-- start Passage --

During four leagues, the road continues to ascend almost imperceptibly, and then climbs the first of those ridges, that are connected with the outposts of the Sierra Guaderrama. From the top of the ridge, about four leagues and a half from Madrid, the Escurial is first seen reposing at the foot of the dark mountain that forms its back ground; and although still fourteen miles distant, it appears in all that colossal magnitude that has helped to earn for it the reputation of being the ninth wonder of the world. Between this point and the village of San Lorenzo, there is nothing to interest, excepting the constant view of the Escurial, increasing in extent, rising in elevation, and growing in magnificence, as the summit of every succeeding ridge discloses a nearer view of it. After a ride of seven hours and a half, I arrived in front of the Escurial a little after mid-day; and dismissing my mule, I immediately presented myself at the gate with my credentials. These were, a letter from the Marquesa de Valleverde, to El muy Rev. Padre Buendia; and another from the Saxon minister, to the Librarian to the Grand Duke of Hesse Darmstadt, M. Feder, who had been for several months resident in the Escurial, employed in collating some classical works. The monks being then at dinner, I declined interrupting the enjoyment of the Father Buendia, and was ushered into a small apartment in one of the angles opposite to the Sierra, where I remained about a quarter of an hour, while the monks continued their repast.
Most persons know that the Escurial was erected by that renowned monarch, Philip II.,—renowned for his vices, his bigotry, and his ambition. The reasons assigned by Philip for the erection of this building are three-fold:—as a token of gratitude to God, on account of the victory gained over the French at St. Quintin; as an act of devotion towards the holy martyr San Lorenzo; and in fulfilment of the wish expressed in the last will of Charles V., that a sepulchre should be erected wherein to deposit the bones of himself and the empress, the parents of Philip II. Another, and less ostensible reason assigned by this religious monarch, was that he might be able to retire at times from the turmoil of the court; and in the seclusion of a royal monastery, profit by the lessons of holy men, and meditate upon the instability of worldly grandeur: and Philip shewed in his practice the apparent sincerity of this motive; for he was wont often to be an inmate of the Escurial; and traits of his devotion and humility are yet related within its walls.
The situation chosen for the Escurial accords well with the gloomy character of its royal founder. There is no town or city nearer to it than Madrid, which is thirty-four miles distant; a wild and deserted country forms its horizon; and the dark defiles and the brown ridges of the Sierra Guaderrama are its cradle. In the building itself, Philip royally acquitted himself of his vows; for a structure so stupendous in its dimensions, or so surpassing in its internal riches, is nowhere to be found. The building was begun in the year 1563, under the direction of Juan Bautista de Toledo, and finished in 1584; Juan de Herrera presiding over the work during several years preceding its completion.

-- end Passage --
-- start Information given --

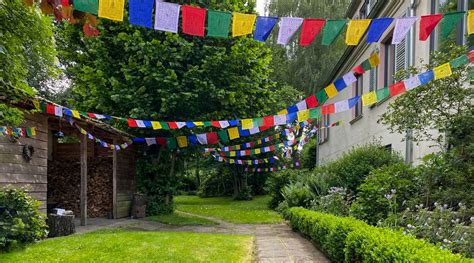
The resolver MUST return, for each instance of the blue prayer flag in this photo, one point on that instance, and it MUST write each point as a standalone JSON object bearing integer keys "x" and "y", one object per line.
{"x": 377, "y": 27}
{"x": 340, "y": 84}
{"x": 426, "y": 77}
{"x": 264, "y": 27}
{"x": 141, "y": 12}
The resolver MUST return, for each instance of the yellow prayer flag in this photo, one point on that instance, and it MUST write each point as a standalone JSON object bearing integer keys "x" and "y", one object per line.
{"x": 442, "y": 71}
{"x": 331, "y": 90}
{"x": 242, "y": 24}
{"x": 247, "y": 124}
{"x": 355, "y": 30}
{"x": 303, "y": 115}
{"x": 374, "y": 60}
{"x": 233, "y": 133}
{"x": 369, "y": 98}
{"x": 470, "y": 22}
{"x": 182, "y": 141}
{"x": 76, "y": 114}
{"x": 156, "y": 125}
{"x": 111, "y": 9}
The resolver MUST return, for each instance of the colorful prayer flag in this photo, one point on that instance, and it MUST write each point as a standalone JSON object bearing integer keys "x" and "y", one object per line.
{"x": 112, "y": 9}
{"x": 377, "y": 28}
{"x": 182, "y": 141}
{"x": 402, "y": 26}
{"x": 193, "y": 20}
{"x": 166, "y": 16}
{"x": 355, "y": 30}
{"x": 264, "y": 27}
{"x": 449, "y": 22}
{"x": 310, "y": 30}
{"x": 427, "y": 24}
{"x": 369, "y": 98}
{"x": 242, "y": 24}
{"x": 442, "y": 71}
{"x": 141, "y": 12}
{"x": 331, "y": 90}
{"x": 233, "y": 133}
{"x": 331, "y": 30}
{"x": 88, "y": 6}
{"x": 218, "y": 23}
{"x": 288, "y": 27}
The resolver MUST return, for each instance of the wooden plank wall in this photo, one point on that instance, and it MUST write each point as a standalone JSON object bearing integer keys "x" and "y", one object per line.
{"x": 16, "y": 171}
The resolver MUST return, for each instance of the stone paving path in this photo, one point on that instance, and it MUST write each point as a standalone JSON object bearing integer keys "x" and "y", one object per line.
{"x": 274, "y": 242}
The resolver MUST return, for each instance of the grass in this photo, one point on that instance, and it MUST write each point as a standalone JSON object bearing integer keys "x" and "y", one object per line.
{"x": 178, "y": 218}
{"x": 127, "y": 246}
{"x": 225, "y": 208}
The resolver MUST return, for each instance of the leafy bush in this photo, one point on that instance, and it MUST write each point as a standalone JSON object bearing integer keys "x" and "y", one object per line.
{"x": 346, "y": 239}
{"x": 335, "y": 202}
{"x": 386, "y": 190}
{"x": 20, "y": 221}
{"x": 350, "y": 170}
{"x": 375, "y": 244}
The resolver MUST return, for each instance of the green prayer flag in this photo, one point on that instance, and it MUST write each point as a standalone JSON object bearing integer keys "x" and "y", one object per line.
{"x": 331, "y": 30}
{"x": 460, "y": 61}
{"x": 321, "y": 96}
{"x": 449, "y": 22}
{"x": 382, "y": 94}
{"x": 171, "y": 142}
{"x": 88, "y": 6}
{"x": 218, "y": 23}
{"x": 223, "y": 136}
{"x": 315, "y": 113}
{"x": 164, "y": 125}
{"x": 366, "y": 65}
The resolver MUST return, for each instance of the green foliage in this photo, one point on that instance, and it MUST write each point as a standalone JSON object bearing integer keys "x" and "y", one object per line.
{"x": 27, "y": 55}
{"x": 137, "y": 246}
{"x": 20, "y": 221}
{"x": 374, "y": 244}
{"x": 230, "y": 210}
{"x": 346, "y": 239}
{"x": 431, "y": 107}
{"x": 389, "y": 189}
{"x": 353, "y": 166}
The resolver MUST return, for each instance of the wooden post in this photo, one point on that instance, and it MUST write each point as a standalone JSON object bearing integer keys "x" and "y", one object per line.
{"x": 114, "y": 181}
{"x": 83, "y": 179}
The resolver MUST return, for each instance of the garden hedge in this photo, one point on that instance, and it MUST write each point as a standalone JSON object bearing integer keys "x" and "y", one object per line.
{"x": 346, "y": 239}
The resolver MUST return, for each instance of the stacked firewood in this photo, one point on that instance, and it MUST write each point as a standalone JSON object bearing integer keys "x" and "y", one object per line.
{"x": 64, "y": 185}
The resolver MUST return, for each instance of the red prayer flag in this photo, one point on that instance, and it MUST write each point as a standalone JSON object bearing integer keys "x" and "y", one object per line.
{"x": 132, "y": 123}
{"x": 358, "y": 70}
{"x": 427, "y": 24}
{"x": 212, "y": 138}
{"x": 397, "y": 88}
{"x": 173, "y": 125}
{"x": 268, "y": 121}
{"x": 194, "y": 20}
{"x": 328, "y": 109}
{"x": 161, "y": 140}
{"x": 310, "y": 29}
{"x": 50, "y": 109}
{"x": 311, "y": 102}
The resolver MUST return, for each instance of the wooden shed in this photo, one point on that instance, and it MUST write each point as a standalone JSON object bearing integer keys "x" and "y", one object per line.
{"x": 72, "y": 172}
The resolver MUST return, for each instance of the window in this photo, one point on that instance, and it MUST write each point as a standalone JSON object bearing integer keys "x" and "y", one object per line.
{"x": 359, "y": 89}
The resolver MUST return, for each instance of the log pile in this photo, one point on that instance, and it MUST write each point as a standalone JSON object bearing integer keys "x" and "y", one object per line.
{"x": 64, "y": 186}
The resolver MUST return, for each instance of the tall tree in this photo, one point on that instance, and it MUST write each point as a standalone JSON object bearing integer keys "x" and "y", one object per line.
{"x": 27, "y": 55}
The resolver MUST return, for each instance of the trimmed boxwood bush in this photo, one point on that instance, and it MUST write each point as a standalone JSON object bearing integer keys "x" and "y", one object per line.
{"x": 346, "y": 239}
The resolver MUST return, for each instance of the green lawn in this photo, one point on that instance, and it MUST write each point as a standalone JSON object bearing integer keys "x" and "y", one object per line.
{"x": 178, "y": 218}
{"x": 125, "y": 246}
{"x": 240, "y": 212}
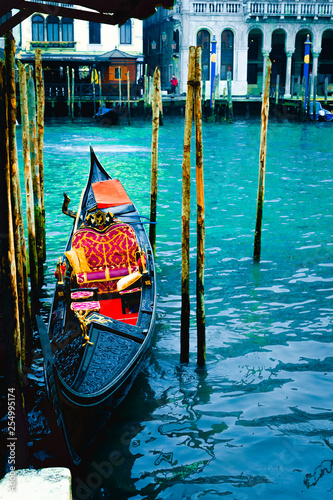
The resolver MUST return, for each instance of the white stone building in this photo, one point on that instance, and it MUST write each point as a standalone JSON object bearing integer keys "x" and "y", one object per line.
{"x": 246, "y": 33}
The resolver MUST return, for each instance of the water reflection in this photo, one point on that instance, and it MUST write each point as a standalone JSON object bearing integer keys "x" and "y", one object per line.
{"x": 257, "y": 422}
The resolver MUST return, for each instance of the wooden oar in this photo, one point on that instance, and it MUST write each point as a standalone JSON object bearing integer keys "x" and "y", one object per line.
{"x": 49, "y": 373}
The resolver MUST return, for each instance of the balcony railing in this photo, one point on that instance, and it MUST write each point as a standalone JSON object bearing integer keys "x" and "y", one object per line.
{"x": 52, "y": 45}
{"x": 87, "y": 91}
{"x": 217, "y": 7}
{"x": 268, "y": 8}
{"x": 289, "y": 8}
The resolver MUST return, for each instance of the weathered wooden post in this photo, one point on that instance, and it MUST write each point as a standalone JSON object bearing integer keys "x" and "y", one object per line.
{"x": 94, "y": 88}
{"x": 326, "y": 89}
{"x": 128, "y": 99}
{"x": 68, "y": 92}
{"x": 186, "y": 190}
{"x": 303, "y": 106}
{"x": 298, "y": 87}
{"x": 230, "y": 108}
{"x": 73, "y": 95}
{"x": 40, "y": 94}
{"x": 262, "y": 163}
{"x": 160, "y": 101}
{"x": 314, "y": 96}
{"x": 29, "y": 189}
{"x": 277, "y": 89}
{"x": 145, "y": 92}
{"x": 201, "y": 333}
{"x": 35, "y": 169}
{"x": 154, "y": 156}
{"x": 100, "y": 88}
{"x": 119, "y": 81}
{"x": 292, "y": 89}
{"x": 19, "y": 256}
{"x": 9, "y": 305}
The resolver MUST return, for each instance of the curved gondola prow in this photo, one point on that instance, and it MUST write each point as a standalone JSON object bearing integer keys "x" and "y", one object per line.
{"x": 52, "y": 386}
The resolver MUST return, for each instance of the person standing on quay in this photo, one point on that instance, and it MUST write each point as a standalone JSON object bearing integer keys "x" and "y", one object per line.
{"x": 174, "y": 83}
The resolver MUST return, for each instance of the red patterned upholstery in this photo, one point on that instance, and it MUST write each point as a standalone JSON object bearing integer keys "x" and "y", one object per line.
{"x": 110, "y": 254}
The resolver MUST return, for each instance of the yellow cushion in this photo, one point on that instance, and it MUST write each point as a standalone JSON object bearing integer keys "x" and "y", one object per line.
{"x": 84, "y": 266}
{"x": 77, "y": 260}
{"x": 73, "y": 260}
{"x": 126, "y": 281}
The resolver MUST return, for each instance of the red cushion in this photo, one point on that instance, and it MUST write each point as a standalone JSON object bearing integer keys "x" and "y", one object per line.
{"x": 115, "y": 248}
{"x": 110, "y": 193}
{"x": 105, "y": 274}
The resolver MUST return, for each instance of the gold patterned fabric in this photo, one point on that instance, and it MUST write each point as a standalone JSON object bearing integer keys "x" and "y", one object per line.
{"x": 113, "y": 249}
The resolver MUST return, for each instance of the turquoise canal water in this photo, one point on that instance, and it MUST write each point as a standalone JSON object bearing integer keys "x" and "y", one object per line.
{"x": 257, "y": 422}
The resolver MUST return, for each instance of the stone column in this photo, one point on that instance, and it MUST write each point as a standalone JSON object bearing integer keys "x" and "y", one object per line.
{"x": 288, "y": 75}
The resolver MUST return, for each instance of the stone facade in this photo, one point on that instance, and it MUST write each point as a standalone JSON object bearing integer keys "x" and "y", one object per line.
{"x": 246, "y": 33}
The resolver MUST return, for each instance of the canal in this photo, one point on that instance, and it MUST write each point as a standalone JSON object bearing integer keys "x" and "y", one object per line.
{"x": 257, "y": 422}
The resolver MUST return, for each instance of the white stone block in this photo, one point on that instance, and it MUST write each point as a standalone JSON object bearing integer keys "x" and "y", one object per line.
{"x": 53, "y": 483}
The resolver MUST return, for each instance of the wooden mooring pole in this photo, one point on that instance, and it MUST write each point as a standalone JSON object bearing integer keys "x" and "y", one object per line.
{"x": 18, "y": 224}
{"x": 73, "y": 94}
{"x": 154, "y": 157}
{"x": 230, "y": 108}
{"x": 10, "y": 310}
{"x": 186, "y": 190}
{"x": 68, "y": 92}
{"x": 262, "y": 163}
{"x": 128, "y": 99}
{"x": 33, "y": 261}
{"x": 119, "y": 84}
{"x": 35, "y": 169}
{"x": 160, "y": 101}
{"x": 201, "y": 334}
{"x": 40, "y": 95}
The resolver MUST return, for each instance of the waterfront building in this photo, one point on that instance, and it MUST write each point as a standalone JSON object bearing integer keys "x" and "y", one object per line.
{"x": 246, "y": 33}
{"x": 87, "y": 48}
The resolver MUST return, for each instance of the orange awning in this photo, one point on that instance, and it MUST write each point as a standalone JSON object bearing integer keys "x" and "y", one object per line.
{"x": 110, "y": 193}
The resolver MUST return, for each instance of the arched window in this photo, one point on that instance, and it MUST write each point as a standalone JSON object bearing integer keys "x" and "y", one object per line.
{"x": 203, "y": 41}
{"x": 67, "y": 29}
{"x": 227, "y": 54}
{"x": 126, "y": 32}
{"x": 37, "y": 29}
{"x": 52, "y": 24}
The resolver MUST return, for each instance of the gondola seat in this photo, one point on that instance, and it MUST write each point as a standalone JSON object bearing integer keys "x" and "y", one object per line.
{"x": 104, "y": 256}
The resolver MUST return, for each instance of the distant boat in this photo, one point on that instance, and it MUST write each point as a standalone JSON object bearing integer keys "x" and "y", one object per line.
{"x": 107, "y": 116}
{"x": 322, "y": 114}
{"x": 103, "y": 313}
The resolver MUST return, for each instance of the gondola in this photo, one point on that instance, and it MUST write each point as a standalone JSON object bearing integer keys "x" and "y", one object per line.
{"x": 103, "y": 313}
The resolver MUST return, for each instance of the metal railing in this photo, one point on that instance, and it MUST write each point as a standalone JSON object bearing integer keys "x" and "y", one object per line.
{"x": 268, "y": 8}
{"x": 86, "y": 91}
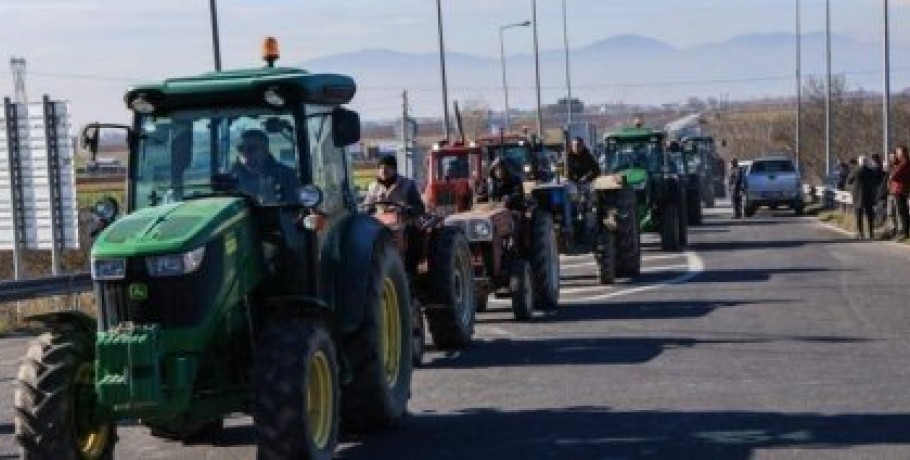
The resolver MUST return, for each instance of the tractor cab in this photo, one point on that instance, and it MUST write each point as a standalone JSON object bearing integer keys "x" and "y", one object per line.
{"x": 455, "y": 171}
{"x": 523, "y": 157}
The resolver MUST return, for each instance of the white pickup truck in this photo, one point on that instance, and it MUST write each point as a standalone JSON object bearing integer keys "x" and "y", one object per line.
{"x": 772, "y": 181}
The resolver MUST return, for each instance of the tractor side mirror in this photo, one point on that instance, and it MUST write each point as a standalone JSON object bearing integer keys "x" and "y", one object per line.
{"x": 89, "y": 139}
{"x": 345, "y": 127}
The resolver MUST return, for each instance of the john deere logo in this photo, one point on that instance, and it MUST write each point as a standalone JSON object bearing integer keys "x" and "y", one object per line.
{"x": 139, "y": 292}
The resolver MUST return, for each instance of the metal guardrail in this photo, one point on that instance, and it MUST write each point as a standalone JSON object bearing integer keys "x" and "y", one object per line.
{"x": 14, "y": 291}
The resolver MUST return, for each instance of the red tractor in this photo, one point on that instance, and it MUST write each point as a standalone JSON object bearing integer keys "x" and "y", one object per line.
{"x": 513, "y": 249}
{"x": 438, "y": 262}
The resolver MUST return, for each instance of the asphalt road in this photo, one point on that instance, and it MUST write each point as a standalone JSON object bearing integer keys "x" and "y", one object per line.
{"x": 771, "y": 337}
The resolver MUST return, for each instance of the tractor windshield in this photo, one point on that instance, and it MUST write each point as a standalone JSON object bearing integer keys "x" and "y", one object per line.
{"x": 180, "y": 154}
{"x": 451, "y": 167}
{"x": 634, "y": 154}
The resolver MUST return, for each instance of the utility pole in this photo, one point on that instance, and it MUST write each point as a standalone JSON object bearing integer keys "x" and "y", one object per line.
{"x": 565, "y": 39}
{"x": 405, "y": 124}
{"x": 799, "y": 82}
{"x": 828, "y": 95}
{"x": 537, "y": 69}
{"x": 216, "y": 46}
{"x": 886, "y": 98}
{"x": 442, "y": 66}
{"x": 17, "y": 66}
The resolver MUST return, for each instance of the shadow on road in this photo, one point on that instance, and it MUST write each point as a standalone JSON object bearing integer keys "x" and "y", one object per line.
{"x": 762, "y": 245}
{"x": 590, "y": 432}
{"x": 756, "y": 275}
{"x": 623, "y": 310}
{"x": 562, "y": 352}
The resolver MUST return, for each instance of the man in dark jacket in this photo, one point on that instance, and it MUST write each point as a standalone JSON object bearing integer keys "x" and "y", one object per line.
{"x": 735, "y": 187}
{"x": 899, "y": 187}
{"x": 863, "y": 182}
{"x": 580, "y": 164}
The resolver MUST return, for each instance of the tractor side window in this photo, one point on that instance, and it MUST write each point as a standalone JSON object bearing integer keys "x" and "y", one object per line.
{"x": 327, "y": 160}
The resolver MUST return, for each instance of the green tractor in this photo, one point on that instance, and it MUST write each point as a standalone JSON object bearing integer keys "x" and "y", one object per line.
{"x": 242, "y": 279}
{"x": 639, "y": 154}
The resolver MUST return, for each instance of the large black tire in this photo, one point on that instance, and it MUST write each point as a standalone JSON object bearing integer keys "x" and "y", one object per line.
{"x": 295, "y": 368}
{"x": 606, "y": 257}
{"x": 684, "y": 221}
{"x": 696, "y": 213}
{"x": 419, "y": 339}
{"x": 544, "y": 260}
{"x": 55, "y": 391}
{"x": 669, "y": 228}
{"x": 452, "y": 287}
{"x": 520, "y": 286}
{"x": 377, "y": 396}
{"x": 628, "y": 238}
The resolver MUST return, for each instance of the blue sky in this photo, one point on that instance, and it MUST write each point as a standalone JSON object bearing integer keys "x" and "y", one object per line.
{"x": 87, "y": 51}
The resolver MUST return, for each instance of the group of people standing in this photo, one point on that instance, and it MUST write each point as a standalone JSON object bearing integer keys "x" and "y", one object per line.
{"x": 873, "y": 187}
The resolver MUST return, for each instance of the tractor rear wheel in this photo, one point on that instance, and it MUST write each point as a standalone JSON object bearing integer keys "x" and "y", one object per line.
{"x": 521, "y": 289}
{"x": 628, "y": 238}
{"x": 544, "y": 259}
{"x": 606, "y": 257}
{"x": 669, "y": 228}
{"x": 55, "y": 401}
{"x": 451, "y": 275}
{"x": 379, "y": 353}
{"x": 296, "y": 391}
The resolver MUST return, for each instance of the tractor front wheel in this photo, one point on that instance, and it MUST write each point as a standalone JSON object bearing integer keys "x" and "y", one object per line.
{"x": 544, "y": 259}
{"x": 452, "y": 282}
{"x": 296, "y": 391}
{"x": 380, "y": 352}
{"x": 55, "y": 402}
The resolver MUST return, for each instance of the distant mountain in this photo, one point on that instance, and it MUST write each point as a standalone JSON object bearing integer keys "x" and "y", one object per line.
{"x": 627, "y": 68}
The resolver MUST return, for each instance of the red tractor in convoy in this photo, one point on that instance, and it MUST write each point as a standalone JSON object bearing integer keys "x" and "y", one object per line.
{"x": 512, "y": 245}
{"x": 438, "y": 262}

-- end Information given --

## Goal of the exercise
Do these statements agree with the passage on the Escurial? Answer yes or no for each and quote the words of the passage that decide it. 1. When first seen from the top of the ridge, the Escurial is still about fourteen miles away. 2. Work on the building was finished in 1563. 3. The monks were at dinner when the traveler arrived at the gate.

## Correct answer
1. Yes: "although still fourteen miles distant"
2. No: "The building was begun in the year 1563" and "finished in 1584"
3. Yes: "The monks being then at dinner"